• DATA SHOWN:
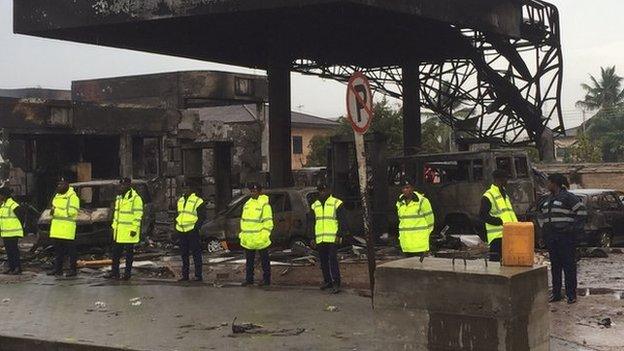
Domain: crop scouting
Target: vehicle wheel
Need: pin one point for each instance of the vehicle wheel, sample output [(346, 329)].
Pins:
[(299, 245), (604, 239), (213, 245)]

• GOAL OF THE EXERCISE: Exclude images and repeat all entries exactly.

• RESPONSE BELOW:
Domain: crop scouting
Target: vehicle wheel
Need: pin one point for each instance of the vehicle wheel, sample output [(346, 329)].
Pins:
[(299, 245), (604, 239), (213, 245)]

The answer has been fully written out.